**SELECTED TEXT**

▽

In the first 2 parts of the series, we went through the overall concept of frugal mindset, the tools of evaluation, strategies and organisational aspects.
In this last closing part, we'll take a look at the operational areas and implications, specifically processes and systems (as we looked at the people side already).
As each week, let's start with a recap on the main principle of frugal supply chains:
We need to re-adopt that frugal mindset that will allow us to utilise resourcefulness again and create economical, social and ecological value simultaneously.
These help us execute on the principles of circular economies: reduce-reuse/repair-recycle/upcycle-retire-regenerate.
Operational processes and metrics have been organised only based on efficiency and on economic value so far, especially in supply chains (for cost/time and resources, but only optimising resources in a linear way, focusing on individual spots of processes or P&L lines in silos). Therefore re-evaluation of value along the value chains is critical, we have to include social and ecological value impact at process/system levels.

△

**GOAL**
Extract everything in the frugal supply chains text from "These help us" down to "at process/system levels.", without changing a word.

**EXTRACTED RECORDS**
▽

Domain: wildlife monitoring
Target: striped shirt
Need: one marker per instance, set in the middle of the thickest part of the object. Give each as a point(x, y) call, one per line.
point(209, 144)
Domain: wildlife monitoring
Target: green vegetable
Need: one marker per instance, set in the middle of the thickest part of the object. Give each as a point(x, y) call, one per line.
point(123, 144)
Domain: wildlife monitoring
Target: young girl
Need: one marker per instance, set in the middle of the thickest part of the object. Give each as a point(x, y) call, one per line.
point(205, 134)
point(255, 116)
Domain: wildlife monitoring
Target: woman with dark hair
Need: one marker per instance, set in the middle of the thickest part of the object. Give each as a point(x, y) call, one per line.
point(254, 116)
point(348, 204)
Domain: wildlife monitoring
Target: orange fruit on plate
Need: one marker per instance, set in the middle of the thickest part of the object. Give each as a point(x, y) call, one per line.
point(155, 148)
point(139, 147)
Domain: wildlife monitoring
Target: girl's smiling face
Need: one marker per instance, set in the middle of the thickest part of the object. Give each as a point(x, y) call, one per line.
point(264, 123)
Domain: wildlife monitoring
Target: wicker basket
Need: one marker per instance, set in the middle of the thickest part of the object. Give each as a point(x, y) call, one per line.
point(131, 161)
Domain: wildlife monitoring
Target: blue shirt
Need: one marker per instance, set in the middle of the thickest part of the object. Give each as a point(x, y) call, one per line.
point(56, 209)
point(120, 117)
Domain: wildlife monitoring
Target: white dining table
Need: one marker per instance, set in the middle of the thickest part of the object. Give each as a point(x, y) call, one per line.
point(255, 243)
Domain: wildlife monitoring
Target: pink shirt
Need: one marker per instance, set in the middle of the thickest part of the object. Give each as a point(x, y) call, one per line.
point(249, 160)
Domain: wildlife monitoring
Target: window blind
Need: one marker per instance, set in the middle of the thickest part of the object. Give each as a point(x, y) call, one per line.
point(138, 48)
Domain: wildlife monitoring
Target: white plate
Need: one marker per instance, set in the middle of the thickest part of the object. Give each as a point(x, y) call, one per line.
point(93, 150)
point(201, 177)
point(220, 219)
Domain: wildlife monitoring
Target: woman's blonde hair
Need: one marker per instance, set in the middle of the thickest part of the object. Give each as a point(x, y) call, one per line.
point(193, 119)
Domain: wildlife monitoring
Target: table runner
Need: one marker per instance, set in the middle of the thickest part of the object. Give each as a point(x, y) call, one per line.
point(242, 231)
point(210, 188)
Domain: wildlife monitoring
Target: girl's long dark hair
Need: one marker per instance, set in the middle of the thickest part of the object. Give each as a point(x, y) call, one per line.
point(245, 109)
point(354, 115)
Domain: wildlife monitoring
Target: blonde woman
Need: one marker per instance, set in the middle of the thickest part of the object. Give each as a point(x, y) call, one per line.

△

**PROBLEM SOLUTION**
These help us execute on the principles of circular economies: reduce-reuse/repair-recycle/upcycle-retire-regenerate.
Operational processes and metrics have been organised only based on efficiency and on economic value so far, especially in supply chains (for cost/time and resources, but only optimising resources in a linear way, focusing on individual spots of processes or P&L lines in silos). Therefore re-evaluation of value along the value chains is critical, we have to include social and ecological value impact at process/system levels.